## Problem
Collect every line of the items below that contains the string "blue", and copy each one in full. Treat uppercase and lowercase as different.
■ ■ ■
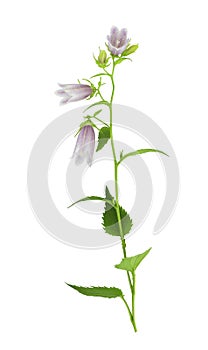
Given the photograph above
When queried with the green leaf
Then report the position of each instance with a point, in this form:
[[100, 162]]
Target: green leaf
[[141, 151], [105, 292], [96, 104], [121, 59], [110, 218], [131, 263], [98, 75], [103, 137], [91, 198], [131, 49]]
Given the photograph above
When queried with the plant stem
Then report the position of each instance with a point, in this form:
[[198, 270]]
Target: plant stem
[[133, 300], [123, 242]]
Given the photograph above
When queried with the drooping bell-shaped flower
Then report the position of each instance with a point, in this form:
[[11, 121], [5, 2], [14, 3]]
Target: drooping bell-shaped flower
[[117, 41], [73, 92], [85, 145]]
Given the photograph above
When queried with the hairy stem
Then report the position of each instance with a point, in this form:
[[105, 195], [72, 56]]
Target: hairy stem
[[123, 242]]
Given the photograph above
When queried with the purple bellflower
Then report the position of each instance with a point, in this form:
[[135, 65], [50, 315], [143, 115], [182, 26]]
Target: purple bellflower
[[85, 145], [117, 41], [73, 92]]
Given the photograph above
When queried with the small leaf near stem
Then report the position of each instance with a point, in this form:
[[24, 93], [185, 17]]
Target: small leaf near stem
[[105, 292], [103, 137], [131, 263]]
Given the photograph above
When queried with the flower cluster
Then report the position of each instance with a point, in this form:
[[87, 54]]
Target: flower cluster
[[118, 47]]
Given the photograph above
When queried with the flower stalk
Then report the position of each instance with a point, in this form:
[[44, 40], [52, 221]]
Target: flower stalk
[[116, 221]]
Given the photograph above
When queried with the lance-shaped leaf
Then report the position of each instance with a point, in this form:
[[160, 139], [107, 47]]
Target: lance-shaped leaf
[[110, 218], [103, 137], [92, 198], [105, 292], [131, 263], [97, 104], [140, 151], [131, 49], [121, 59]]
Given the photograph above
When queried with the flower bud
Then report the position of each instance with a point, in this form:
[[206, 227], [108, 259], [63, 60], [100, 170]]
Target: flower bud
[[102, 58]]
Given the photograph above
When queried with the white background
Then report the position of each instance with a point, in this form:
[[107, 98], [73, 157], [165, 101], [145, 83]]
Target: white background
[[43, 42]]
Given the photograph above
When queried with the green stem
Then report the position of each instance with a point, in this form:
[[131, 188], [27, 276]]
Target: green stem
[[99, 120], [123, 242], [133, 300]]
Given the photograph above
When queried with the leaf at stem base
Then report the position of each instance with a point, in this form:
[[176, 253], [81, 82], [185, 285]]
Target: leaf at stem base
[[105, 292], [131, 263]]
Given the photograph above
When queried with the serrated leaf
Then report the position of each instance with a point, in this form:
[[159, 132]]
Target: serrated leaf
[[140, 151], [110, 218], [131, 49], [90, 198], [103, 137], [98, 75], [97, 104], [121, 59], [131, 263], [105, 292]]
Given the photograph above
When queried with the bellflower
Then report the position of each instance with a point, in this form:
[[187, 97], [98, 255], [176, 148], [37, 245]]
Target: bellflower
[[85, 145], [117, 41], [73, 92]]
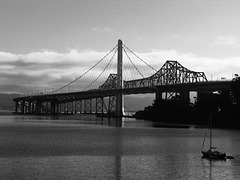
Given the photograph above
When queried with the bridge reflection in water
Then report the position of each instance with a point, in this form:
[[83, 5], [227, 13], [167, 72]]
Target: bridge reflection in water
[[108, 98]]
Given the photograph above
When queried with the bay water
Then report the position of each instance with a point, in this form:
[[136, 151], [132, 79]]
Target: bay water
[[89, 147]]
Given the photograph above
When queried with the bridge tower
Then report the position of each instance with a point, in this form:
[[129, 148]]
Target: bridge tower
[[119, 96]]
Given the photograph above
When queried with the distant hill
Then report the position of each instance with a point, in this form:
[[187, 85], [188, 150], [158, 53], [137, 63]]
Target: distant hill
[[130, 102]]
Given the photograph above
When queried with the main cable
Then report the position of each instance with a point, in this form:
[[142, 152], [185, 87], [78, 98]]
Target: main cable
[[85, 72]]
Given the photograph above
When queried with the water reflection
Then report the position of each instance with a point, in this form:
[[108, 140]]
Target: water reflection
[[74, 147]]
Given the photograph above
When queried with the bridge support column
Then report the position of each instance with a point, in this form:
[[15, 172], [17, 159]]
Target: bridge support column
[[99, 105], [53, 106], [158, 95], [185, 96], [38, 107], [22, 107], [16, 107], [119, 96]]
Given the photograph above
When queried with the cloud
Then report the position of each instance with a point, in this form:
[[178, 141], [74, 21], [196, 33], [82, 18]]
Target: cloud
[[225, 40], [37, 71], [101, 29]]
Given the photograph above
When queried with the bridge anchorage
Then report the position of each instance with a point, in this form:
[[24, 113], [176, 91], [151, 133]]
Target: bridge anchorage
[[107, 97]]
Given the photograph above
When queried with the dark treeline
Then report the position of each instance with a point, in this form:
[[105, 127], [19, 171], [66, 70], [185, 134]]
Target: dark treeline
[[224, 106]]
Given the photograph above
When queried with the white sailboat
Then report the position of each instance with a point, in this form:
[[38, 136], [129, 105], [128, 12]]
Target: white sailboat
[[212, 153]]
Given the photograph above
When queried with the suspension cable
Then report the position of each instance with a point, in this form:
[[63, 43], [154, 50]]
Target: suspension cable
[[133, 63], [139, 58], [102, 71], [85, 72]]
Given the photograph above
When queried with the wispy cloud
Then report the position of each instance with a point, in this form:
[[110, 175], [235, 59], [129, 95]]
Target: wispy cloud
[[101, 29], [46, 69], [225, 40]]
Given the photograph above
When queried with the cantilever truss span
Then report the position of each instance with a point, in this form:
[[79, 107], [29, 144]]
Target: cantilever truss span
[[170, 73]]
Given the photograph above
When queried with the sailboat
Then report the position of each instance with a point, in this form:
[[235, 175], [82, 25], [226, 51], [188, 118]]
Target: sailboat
■ ■ ■
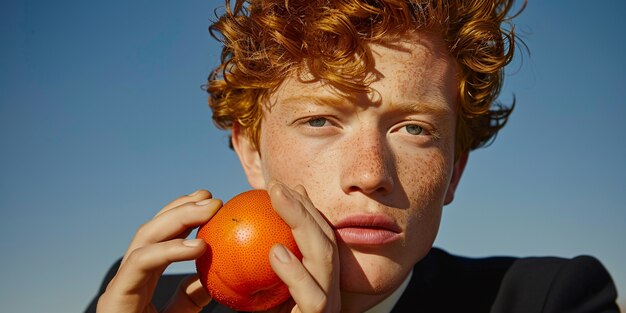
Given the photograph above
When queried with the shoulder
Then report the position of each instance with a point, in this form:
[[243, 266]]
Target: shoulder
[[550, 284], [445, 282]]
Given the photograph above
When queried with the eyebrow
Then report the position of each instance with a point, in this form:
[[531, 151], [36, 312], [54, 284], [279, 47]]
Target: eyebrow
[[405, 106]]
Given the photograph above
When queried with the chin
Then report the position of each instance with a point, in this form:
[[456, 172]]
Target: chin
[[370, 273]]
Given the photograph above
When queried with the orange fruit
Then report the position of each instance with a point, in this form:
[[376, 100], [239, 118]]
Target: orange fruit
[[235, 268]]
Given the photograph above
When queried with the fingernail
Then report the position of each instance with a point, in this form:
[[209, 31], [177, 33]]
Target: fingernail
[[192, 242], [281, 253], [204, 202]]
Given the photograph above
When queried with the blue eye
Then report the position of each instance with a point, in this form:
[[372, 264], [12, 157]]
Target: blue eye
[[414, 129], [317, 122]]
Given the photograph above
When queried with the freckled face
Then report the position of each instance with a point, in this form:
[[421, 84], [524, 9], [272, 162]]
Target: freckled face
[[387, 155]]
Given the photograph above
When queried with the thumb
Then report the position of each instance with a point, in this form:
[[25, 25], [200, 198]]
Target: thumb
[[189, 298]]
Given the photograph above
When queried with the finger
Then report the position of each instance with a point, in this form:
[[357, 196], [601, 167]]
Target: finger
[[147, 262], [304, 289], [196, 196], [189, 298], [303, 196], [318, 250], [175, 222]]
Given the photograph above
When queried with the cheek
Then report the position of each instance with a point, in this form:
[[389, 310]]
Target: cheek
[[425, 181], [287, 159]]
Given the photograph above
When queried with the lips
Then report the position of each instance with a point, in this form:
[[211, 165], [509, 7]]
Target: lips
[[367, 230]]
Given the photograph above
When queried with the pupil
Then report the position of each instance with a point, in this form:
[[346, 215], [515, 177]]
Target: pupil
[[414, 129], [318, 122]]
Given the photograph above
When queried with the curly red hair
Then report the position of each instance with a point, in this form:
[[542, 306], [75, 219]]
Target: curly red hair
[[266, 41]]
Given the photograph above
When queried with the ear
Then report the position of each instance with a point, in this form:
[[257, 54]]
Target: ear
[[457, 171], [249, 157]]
■ ■ ■
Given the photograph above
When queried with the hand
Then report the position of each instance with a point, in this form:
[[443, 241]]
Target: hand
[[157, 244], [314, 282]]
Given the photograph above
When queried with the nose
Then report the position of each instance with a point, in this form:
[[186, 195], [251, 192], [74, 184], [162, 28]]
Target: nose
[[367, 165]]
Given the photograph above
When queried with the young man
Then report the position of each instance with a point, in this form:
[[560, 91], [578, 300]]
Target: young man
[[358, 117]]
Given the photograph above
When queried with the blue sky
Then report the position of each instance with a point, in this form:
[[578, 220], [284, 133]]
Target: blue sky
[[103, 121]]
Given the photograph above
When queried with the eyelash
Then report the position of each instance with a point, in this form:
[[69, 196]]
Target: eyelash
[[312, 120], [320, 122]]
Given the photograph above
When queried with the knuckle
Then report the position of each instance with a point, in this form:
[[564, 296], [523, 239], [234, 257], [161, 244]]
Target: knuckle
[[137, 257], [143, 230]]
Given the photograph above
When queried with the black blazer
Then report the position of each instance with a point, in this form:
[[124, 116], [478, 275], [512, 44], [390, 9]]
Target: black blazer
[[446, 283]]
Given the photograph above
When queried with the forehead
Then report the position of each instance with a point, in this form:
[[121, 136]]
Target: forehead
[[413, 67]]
■ ■ ■
## Worked answer
When queried with the blue eye
Target: blue eye
When queried with the blue sky
Target: blue sky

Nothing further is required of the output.